Solicitud de trabajo A - Copia del texto sobre el plan de vacunación el tramo que va desde "Pero el programa" hasta "regulaba el programa.".
Solicitud de trabajo B -
Responde, según el texto sobre el plan de vacunación:
(i) ¿Qué colapsó?
(ii) ¿Qué franja de edad recibe el nombre de "la del misterio"?
(iii) ¿De qué semanario es editor responsable Aníbal Steffen?

Pasaje citado -
--------
Pero el programa de vacunación, aunque lo sigan negando los responsables sanitarios y políticos, se convirtió de pronto –lo digo así porque tras un inicio muy positivo aparecieron dificultades inesperadas- en un trabalenguas.

Y hubo un colapso.

Colapsó el sistema informático que, manejado por especialistas de primer nivel, regulaba el programa.

No hay mejor modo de explicarlo que dando ejemplos, porque, como era inevitable, hoy cada quien habla según le ha ido en la feria. No negaré que se ha vacunado a muchas personas, que hoy respiran con satisfacción y viven el sueño de acercarse más rápido de lo que pensaban a su pasado, o sea a la vida que llevaban hasta hace un año.

Pero también conozco casos –y eso quiere decir que es información objetiva, que parte de gente muy cercana- que erizan la piel.

Hay personas de los grupos de riesgo prioritario, que estaban a la cabeza del plan de vacunación, que siguen esperando; hay personas que, preocupadas por la demora, se han borrado de la agenda inicial y, aprovechando que tienen un amigo del cuñado de su primo, se han vuelto a anotar y, viviendo en Montevideo, ya lograron vacunarse en San José, localidades de Canelones, Florida y otros sitios del interior; y hay personas de una franja que llamo “la del misterio”, porque nadie ha dicho una palabra de por qué se creó, la que va de los setenta a los setenta y nueve años, que siguen “colgados del pincel” al menos un mes, pese a entrar en la agenda el primer día, que ven cómo otras que integran el mismo grupo y se anotaron más tarde, ya recibieron la primera dosis.

El plan de vacunación es, más allá de la buena voluntad de los responsables, una ruleta loca.

Escuché a Nicolás Jodal, responsable entre los especialistas que respaldan al gobierno precisamente del sistema informático, en un reportaje radial. No conozco a Jodal pero sé de su capacidad, reconocida internacionalmente, así como de su honorabilidad y honestidad intelectual. Pero en esa entrevista lo suyo fue una retahíla de retórica vacía, con demasiadas frases hechas, al margen de haber reconocido que surgió un problema y se está trabajando para resolverlo a la brevedad, sin que provoque inconvenientes al programa de vacunación. Y agrego: Aníbal Steffen, colega y amigo, hombre que lleva sobre sus espaldas décadas de trabajo en la comunicación, vinculado al sector wilsonista del Partido Nacional y editor responsable del semanario “La Democracia”, por relación personal habló directamente con Jodal, quien le dijo más o menos lo mismo y le prometió una respuesta inmediata a las interrogantes planteadas.

Hasta donde sé, Steffen todavía está esperando.
--------
Datos enumerados -
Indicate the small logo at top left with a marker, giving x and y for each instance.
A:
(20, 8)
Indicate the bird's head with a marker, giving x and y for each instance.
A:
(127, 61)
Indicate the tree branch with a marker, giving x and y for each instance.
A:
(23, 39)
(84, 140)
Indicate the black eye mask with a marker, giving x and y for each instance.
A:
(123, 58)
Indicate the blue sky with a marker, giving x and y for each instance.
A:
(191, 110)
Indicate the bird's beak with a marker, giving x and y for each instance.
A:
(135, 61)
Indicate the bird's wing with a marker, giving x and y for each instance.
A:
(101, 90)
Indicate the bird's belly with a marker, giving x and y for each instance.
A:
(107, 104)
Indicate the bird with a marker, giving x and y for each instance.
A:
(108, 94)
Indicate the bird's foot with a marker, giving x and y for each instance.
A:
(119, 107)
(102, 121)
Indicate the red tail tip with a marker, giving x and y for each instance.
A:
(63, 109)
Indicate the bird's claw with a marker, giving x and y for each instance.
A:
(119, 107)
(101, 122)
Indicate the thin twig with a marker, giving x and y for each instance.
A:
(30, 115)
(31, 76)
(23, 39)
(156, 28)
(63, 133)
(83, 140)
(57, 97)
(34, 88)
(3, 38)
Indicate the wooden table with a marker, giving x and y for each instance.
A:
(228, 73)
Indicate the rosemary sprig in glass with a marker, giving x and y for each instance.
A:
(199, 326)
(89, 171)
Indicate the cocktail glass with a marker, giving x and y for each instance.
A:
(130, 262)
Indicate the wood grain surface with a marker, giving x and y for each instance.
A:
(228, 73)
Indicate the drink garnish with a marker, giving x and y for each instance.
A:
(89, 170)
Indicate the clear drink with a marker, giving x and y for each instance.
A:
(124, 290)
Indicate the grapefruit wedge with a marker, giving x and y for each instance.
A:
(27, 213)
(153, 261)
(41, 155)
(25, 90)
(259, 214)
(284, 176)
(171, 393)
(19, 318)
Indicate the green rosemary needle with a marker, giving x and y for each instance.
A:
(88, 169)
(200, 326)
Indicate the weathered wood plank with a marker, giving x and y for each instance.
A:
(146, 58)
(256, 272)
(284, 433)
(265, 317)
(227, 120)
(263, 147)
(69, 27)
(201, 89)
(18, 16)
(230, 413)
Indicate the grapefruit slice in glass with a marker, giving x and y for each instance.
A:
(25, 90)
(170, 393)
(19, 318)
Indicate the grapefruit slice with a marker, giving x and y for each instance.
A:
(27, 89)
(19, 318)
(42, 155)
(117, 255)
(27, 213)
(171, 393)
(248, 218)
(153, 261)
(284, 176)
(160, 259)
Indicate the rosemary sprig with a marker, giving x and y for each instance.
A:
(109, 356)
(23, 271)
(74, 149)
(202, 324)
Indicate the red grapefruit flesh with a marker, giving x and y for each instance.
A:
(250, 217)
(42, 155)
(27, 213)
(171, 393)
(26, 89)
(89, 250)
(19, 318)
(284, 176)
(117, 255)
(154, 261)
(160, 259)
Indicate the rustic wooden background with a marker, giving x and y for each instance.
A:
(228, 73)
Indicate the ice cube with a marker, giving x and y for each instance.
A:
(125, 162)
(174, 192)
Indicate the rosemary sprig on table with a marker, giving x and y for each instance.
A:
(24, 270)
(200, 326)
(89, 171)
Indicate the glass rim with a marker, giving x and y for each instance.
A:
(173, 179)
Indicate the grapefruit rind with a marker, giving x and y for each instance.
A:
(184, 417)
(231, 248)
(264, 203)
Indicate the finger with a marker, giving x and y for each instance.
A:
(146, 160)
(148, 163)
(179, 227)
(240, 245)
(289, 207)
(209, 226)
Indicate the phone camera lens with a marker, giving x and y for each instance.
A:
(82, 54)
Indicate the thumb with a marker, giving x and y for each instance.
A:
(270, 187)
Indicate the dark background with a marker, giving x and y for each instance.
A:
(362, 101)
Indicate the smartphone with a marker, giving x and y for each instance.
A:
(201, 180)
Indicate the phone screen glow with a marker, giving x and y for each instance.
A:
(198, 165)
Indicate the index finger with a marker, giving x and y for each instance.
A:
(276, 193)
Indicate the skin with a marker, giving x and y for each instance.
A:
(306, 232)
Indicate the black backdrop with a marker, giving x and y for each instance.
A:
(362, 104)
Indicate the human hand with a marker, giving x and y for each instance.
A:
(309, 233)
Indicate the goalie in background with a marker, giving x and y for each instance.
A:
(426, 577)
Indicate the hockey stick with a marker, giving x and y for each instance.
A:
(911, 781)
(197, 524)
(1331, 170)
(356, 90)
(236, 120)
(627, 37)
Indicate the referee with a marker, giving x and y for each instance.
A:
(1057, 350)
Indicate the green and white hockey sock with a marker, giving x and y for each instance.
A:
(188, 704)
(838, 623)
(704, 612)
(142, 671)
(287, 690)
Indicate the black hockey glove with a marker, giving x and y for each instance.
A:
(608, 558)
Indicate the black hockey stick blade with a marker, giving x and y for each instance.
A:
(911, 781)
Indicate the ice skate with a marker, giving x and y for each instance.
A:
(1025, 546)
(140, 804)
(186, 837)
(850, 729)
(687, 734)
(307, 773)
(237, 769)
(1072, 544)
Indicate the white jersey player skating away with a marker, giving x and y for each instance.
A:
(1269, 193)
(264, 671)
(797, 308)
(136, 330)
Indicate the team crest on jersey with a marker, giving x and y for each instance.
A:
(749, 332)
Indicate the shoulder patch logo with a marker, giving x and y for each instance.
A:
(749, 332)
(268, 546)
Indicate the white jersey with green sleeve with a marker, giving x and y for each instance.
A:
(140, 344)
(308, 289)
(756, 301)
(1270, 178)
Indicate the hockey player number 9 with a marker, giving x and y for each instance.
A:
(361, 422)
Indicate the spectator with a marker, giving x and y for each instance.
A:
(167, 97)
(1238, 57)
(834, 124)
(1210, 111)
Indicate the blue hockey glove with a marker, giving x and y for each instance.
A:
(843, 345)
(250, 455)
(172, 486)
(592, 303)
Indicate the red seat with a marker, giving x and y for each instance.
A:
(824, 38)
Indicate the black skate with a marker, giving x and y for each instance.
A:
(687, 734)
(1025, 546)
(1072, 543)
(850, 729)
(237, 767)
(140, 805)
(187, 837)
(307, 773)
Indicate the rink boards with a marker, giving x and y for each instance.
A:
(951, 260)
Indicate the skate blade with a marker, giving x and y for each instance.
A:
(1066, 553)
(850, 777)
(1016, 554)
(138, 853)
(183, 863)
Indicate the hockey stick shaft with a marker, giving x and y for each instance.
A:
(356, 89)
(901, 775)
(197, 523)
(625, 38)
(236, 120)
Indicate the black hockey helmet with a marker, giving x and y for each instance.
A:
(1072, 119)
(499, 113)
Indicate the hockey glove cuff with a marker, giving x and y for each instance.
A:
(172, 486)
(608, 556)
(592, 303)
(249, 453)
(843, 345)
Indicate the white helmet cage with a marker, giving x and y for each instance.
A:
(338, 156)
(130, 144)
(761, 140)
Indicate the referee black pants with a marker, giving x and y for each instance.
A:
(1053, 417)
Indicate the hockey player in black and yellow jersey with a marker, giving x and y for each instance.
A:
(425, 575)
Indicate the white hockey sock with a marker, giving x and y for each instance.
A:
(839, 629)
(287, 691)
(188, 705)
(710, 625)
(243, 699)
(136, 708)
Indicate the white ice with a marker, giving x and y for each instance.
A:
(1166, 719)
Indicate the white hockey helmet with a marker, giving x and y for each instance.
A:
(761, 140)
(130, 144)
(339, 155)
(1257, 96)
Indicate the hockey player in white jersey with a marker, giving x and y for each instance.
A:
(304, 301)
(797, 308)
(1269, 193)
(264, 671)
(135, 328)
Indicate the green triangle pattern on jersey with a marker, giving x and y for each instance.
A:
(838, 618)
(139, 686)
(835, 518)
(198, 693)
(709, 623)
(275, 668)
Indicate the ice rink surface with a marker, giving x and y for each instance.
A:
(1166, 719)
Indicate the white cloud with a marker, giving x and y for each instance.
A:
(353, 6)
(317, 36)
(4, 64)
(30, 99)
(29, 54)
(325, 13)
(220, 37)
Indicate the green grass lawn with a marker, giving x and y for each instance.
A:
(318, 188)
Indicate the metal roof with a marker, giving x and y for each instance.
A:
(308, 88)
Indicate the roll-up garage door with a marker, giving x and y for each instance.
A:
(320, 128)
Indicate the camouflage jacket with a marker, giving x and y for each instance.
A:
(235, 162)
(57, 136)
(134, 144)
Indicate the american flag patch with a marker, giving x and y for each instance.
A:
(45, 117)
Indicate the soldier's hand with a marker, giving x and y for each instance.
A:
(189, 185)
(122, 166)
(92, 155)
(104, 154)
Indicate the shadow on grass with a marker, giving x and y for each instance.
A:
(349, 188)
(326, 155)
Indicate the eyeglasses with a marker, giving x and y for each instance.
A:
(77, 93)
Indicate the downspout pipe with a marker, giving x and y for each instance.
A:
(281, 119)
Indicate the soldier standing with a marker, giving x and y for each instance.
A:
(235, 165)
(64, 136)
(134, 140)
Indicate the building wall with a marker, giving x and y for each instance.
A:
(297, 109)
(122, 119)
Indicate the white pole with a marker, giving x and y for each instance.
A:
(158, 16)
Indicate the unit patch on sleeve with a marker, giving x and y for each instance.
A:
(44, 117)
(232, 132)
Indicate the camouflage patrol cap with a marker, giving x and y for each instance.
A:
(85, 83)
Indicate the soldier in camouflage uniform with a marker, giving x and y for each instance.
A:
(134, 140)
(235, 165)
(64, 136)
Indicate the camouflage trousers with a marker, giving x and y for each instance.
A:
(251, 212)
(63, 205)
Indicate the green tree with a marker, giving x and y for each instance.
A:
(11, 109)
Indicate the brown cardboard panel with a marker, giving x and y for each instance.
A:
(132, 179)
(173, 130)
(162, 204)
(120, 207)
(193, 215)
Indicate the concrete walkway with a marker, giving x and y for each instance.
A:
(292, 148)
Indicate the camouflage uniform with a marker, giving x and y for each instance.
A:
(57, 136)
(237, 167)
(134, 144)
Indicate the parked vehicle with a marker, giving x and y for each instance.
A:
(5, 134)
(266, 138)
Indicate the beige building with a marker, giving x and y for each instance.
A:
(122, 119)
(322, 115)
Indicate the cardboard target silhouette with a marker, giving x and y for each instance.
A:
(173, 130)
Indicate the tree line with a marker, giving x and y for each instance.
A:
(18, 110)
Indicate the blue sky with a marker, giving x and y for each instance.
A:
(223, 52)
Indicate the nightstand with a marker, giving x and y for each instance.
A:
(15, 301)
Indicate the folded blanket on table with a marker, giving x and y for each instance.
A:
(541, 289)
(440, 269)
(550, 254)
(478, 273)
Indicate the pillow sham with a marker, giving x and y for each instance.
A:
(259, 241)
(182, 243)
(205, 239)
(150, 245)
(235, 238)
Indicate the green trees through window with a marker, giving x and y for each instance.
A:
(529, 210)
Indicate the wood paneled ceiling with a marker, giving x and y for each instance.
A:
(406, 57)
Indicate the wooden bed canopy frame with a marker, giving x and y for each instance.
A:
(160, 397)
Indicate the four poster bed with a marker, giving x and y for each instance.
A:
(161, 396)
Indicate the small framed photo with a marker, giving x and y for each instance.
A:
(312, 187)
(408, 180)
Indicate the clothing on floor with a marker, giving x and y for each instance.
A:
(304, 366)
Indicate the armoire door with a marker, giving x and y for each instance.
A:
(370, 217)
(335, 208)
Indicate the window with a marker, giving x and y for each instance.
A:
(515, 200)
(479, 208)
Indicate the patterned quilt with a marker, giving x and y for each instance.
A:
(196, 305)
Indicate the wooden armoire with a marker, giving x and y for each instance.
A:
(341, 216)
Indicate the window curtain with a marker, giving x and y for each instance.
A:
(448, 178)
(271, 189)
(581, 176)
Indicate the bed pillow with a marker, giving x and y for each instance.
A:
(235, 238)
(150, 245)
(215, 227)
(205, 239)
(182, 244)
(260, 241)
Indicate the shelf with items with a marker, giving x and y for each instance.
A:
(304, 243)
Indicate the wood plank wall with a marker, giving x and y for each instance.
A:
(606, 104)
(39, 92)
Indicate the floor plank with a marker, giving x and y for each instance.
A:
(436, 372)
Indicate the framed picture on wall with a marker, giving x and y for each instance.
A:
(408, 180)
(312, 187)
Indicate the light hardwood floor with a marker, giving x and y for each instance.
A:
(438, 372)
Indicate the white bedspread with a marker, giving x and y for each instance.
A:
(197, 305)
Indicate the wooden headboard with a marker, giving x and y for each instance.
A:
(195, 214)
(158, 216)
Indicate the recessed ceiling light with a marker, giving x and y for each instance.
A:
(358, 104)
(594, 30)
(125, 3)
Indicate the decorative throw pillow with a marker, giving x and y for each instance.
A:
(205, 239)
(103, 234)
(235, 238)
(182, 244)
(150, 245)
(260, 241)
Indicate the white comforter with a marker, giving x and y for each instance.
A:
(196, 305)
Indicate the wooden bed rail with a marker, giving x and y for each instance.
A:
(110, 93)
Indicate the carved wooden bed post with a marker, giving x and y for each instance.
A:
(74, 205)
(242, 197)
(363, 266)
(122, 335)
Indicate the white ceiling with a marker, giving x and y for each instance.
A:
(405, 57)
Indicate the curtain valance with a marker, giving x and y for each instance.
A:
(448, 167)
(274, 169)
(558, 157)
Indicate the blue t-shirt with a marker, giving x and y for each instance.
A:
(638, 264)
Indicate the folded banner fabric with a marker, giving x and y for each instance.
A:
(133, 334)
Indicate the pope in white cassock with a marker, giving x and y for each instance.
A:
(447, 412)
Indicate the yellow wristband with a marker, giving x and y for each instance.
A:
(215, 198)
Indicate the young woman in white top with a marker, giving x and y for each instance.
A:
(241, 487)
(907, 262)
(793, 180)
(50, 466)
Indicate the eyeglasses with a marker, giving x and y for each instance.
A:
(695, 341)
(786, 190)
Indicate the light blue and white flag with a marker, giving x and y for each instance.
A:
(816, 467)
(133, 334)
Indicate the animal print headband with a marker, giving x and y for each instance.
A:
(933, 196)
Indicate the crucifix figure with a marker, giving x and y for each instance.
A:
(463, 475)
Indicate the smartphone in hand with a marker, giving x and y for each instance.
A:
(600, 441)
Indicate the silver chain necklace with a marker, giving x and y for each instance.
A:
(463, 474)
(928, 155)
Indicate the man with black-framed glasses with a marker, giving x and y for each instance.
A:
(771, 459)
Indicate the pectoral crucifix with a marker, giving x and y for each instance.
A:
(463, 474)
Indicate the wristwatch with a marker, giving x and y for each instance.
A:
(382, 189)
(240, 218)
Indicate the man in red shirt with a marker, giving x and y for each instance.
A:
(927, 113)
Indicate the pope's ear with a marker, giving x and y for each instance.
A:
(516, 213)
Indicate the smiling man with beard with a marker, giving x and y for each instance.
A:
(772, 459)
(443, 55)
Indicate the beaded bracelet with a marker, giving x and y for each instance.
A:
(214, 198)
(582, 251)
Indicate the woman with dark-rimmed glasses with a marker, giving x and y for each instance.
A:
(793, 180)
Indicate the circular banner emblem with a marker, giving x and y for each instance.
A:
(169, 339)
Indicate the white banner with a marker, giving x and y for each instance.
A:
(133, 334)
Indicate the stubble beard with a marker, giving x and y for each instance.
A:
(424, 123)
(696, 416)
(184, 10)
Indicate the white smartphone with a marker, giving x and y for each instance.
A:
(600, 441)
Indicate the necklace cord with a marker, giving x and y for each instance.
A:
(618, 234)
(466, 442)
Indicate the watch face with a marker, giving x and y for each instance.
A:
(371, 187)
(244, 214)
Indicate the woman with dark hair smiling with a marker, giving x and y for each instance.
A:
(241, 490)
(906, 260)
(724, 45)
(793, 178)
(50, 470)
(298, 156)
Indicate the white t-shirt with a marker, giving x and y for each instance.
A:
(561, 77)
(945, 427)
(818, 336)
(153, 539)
--------
Respuesta escrita A -
Pero el programa de vacunación, aunque lo sigan negando los responsables sanitarios y políticos, se convirtió de pronto –lo digo así porque tras un inicio muy positivo aparecieron dificultades inesperadas- en un trabalenguas.

Y hubo un colapso.

Colapsó el sistema informático que, manejado por especialistas de primer nivel, regulaba el programa.

Respuesta escrita B -
(i) El sistema informático que regulaba el programa.
(ii) La que va de los setenta a los setenta y nueve años.
(iii) De "La Democracia".